* _Page excerpt_
Numerous studies have suggested a link between gum disease and heart disease. Now, new research clarifies how bacteria in our mouths can lead to cardiovascular health problems. (You might want to go brush and floss before you continue reading.)
Porphyromonas gingivalis is an oral bacteria that causes periodontitis, a more advanced stage of the common gum disease gingivitis. Oral bacteria can break free during chewing or toothbrushing and enter the bloodstream, binding to blood cells and making their way to blood vessels. This is particularly likely to occur in people with serious gum infections.
Scientists have previously identified P. gingivalis in the arterial plaque of heart attack patients, and animal studies show that P. gingivalis can both cause and accelerate the buildup of plaque inside the coronary and aortic arteries, a condition known as atherosclerosis. The accumulation of plaque provokes inflammation, which is thought to be a crucial component of atherosclerosis.
But exactly how P. gingivalis participates in that process has remained mysterious—until now. A team of researchers led by Torbjörn Bengtsson of Örebro University in Sweden infected aortic smooth muscle cells with P. gingivalis. They observed that the bacteria altered gene expression in a way that dramatically increased inflammation. This is the first time the chemical process has been observed at a molecular level. Their findings were recently published in the journal Infection and Immunity.

* _Data extract_
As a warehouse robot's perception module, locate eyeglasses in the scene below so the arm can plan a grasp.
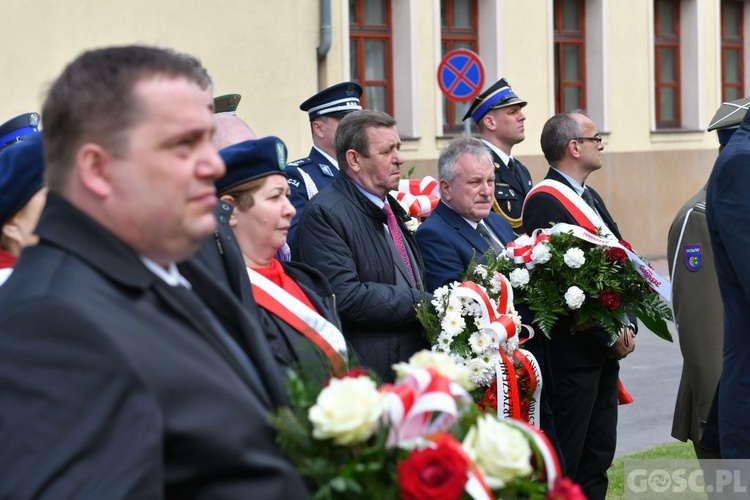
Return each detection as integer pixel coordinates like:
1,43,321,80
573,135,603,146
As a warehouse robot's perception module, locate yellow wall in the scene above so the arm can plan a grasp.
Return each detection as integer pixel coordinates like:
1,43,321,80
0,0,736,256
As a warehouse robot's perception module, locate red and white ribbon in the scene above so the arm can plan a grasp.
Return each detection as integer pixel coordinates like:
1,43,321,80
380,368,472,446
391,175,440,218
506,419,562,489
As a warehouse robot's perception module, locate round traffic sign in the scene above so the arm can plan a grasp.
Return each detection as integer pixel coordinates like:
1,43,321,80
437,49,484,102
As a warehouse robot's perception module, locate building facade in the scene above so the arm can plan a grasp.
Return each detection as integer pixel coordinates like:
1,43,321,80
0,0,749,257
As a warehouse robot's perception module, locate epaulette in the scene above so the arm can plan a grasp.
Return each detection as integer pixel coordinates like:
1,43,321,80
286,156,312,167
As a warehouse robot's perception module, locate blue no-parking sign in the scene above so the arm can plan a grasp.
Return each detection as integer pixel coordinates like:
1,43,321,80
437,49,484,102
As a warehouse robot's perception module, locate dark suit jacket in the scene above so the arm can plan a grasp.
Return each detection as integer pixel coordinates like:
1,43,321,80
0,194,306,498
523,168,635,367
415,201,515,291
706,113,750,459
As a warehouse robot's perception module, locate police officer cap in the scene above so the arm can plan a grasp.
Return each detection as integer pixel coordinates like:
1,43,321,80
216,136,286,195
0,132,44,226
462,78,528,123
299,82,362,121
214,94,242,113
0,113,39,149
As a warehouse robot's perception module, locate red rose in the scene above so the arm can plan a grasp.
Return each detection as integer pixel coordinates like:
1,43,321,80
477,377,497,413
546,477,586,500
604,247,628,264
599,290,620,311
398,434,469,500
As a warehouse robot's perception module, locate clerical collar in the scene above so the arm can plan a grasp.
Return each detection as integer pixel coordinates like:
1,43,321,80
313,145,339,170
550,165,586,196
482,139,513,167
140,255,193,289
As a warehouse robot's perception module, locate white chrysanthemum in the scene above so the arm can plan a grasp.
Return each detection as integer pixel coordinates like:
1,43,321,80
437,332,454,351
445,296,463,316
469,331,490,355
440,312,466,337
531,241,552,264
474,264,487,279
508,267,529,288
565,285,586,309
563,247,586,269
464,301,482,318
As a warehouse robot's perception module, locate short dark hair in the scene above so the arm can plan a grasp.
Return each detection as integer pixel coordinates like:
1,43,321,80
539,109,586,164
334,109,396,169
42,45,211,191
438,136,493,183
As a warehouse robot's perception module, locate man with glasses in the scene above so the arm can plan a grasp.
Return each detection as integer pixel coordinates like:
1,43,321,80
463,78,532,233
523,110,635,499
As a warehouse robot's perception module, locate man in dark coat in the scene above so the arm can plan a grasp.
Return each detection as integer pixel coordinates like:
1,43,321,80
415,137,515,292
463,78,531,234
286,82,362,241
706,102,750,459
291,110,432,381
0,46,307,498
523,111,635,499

--

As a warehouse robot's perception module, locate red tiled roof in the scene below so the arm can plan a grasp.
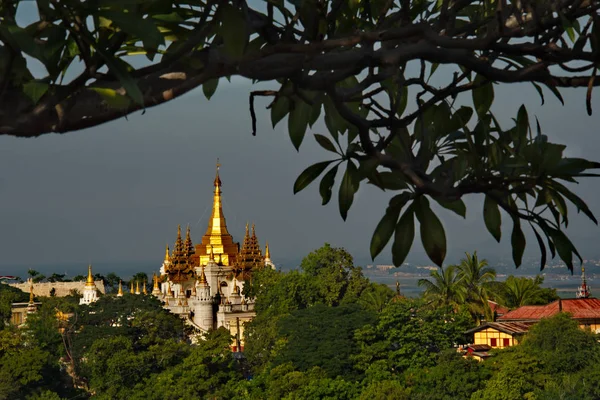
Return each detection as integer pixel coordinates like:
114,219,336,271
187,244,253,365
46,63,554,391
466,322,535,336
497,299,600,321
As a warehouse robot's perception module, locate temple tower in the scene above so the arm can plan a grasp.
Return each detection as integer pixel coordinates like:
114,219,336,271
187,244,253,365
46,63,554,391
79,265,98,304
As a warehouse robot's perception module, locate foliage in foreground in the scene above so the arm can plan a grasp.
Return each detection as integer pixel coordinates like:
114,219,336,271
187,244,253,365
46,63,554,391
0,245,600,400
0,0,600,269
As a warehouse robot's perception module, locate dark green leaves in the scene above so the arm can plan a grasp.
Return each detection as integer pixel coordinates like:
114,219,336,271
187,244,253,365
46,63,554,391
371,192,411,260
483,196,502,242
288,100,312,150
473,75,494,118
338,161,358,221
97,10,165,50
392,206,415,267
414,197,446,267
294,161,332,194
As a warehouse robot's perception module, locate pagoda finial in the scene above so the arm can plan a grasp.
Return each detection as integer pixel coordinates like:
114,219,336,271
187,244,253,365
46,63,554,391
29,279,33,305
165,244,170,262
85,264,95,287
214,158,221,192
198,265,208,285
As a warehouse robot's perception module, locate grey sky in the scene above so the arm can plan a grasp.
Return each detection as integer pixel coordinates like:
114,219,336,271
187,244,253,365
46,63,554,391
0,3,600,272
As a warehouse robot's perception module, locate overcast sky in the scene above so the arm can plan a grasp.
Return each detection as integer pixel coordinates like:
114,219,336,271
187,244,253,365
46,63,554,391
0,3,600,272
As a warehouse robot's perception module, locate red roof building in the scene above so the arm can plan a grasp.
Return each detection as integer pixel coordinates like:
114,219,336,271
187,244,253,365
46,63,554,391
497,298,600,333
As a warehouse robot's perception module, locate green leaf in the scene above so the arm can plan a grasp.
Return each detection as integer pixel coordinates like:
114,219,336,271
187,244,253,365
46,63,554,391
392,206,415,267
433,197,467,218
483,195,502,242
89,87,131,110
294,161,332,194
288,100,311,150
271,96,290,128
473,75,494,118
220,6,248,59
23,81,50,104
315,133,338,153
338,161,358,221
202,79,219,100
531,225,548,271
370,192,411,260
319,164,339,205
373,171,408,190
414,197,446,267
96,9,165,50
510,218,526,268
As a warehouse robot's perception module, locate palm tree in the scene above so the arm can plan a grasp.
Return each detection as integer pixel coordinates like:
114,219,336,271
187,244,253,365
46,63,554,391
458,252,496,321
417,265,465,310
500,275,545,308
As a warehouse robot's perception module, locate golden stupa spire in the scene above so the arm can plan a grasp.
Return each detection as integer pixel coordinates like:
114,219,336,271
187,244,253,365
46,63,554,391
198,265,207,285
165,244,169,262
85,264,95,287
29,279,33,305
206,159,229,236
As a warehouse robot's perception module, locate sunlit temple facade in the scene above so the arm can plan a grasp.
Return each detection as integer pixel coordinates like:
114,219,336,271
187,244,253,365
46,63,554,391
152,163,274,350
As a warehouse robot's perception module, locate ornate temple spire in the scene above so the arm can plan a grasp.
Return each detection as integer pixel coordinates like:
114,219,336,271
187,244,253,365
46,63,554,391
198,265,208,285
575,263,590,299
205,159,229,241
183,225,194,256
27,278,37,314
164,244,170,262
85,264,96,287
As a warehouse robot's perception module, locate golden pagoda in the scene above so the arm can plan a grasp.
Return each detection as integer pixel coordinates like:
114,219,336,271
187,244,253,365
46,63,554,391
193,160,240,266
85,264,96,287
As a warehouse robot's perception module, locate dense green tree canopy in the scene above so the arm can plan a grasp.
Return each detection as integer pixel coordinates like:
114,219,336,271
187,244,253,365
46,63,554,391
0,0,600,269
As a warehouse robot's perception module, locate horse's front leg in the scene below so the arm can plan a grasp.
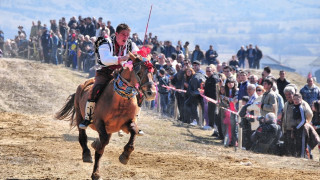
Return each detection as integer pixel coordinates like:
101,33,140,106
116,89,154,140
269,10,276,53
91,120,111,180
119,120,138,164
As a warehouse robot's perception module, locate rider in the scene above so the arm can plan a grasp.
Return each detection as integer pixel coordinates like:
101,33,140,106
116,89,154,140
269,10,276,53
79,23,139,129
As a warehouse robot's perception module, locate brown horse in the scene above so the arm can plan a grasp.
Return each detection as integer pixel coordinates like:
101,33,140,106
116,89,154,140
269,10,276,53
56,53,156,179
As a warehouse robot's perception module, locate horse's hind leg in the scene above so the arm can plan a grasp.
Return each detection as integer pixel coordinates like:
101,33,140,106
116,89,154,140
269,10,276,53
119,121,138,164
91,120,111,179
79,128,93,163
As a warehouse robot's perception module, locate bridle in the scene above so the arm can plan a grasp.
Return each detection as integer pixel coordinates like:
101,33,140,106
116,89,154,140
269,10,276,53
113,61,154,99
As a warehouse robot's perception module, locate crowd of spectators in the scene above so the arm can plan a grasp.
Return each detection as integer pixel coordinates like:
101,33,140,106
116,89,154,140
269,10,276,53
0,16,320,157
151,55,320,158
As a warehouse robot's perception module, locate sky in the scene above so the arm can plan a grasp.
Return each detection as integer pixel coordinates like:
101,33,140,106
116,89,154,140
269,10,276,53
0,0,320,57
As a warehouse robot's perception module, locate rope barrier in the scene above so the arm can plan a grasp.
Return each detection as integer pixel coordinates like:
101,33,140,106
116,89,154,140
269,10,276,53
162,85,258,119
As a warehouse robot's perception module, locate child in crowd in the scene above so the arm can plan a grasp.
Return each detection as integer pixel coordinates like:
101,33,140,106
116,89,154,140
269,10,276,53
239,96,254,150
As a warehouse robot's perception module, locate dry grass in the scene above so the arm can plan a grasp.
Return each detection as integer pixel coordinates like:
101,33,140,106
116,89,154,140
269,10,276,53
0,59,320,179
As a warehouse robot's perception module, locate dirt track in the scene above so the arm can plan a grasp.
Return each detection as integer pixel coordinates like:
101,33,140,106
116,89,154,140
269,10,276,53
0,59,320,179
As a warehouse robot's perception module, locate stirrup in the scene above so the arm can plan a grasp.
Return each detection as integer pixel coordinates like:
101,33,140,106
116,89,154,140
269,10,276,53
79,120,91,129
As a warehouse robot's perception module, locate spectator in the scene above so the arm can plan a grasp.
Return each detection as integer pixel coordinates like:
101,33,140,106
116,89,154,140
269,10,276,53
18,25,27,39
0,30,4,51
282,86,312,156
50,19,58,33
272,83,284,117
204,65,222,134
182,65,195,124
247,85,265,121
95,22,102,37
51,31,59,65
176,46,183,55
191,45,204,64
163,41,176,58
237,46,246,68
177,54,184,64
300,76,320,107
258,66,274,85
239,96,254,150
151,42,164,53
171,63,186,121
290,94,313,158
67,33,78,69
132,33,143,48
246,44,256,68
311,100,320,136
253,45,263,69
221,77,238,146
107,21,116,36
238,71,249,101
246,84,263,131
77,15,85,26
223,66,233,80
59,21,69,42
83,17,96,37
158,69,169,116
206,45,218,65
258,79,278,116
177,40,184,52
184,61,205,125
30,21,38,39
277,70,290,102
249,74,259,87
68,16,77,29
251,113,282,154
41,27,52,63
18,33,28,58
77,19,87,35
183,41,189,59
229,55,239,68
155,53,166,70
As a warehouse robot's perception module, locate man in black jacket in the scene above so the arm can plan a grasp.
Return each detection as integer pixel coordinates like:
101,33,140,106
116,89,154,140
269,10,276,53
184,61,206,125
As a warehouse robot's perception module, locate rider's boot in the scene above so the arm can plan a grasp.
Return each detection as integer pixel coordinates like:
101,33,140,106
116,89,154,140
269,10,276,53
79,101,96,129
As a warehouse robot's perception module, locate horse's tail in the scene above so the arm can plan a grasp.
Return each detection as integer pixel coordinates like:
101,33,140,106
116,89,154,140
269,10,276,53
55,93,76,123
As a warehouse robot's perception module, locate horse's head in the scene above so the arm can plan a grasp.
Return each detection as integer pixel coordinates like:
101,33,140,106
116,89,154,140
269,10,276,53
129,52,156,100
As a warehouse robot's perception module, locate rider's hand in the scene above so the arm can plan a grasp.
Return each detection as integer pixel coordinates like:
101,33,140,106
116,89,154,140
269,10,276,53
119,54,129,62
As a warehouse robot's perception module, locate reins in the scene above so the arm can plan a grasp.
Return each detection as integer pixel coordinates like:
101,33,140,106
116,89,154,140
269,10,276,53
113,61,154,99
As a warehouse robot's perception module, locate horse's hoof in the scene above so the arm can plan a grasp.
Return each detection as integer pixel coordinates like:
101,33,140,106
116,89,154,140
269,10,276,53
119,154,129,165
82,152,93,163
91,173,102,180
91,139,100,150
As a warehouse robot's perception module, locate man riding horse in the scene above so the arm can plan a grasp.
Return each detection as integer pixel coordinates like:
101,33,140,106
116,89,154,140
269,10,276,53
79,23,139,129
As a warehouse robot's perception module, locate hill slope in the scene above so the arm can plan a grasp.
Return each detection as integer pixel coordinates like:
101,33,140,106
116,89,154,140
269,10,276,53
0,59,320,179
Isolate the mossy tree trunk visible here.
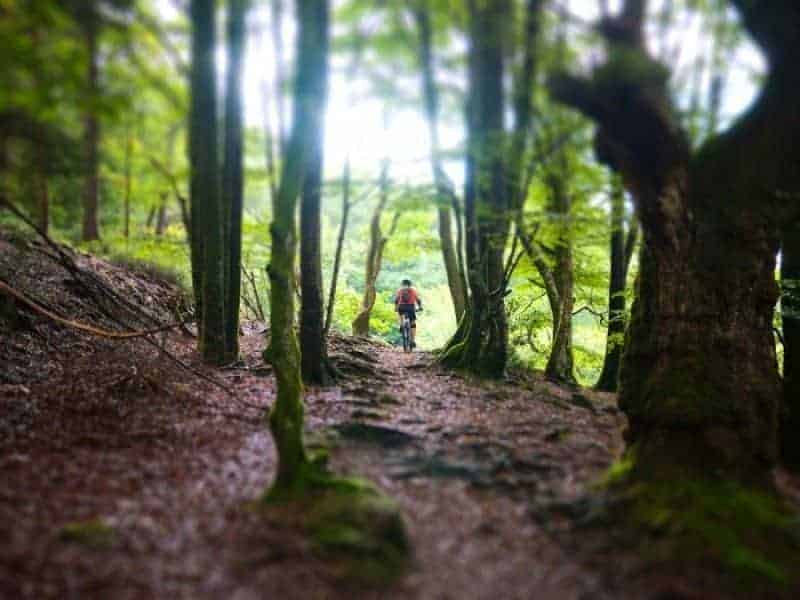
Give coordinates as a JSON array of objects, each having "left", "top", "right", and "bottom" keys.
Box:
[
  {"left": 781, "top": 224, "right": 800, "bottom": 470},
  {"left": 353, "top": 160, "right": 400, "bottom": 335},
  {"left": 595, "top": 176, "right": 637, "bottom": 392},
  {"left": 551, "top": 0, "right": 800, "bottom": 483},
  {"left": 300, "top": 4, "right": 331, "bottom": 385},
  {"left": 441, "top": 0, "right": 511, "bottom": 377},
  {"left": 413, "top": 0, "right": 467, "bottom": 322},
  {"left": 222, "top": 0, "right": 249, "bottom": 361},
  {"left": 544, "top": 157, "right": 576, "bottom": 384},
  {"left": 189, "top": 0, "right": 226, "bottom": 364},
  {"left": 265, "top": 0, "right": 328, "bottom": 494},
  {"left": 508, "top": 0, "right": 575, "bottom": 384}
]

* _Exercise 1_
In which journal does the article on gum disease and heart disease say the findings were published?
* _Exercise 2_
Reproduce the article on gum disease and heart disease from "Porphyromonas gingivalis is" to "component of atherosclerosis.".

* _Output 1_
Infection and Immunity.

* _Output 2_
Porphyromonas gingivalis is an oral bacteria that causes periodontitis, a more advanced stage of the common gum disease gingivitis. Oral bacteria can break free during chewing or toothbrushing and enter the bloodstream, binding to blood cells and making their way to blood vessels. This is particularly likely to occur in people with serious gum infections.
Scientists have previously identified P. gingivalis in the arterial plaque of heart attack patients, and animal studies show that P. gingivalis can both cause and accelerate the buildup of plaque inside the coronary and aortic arteries, a condition known as atherosclerosis. The accumulation of plaque provokes inflammation, which is thought to be a crucial component of atherosclerosis.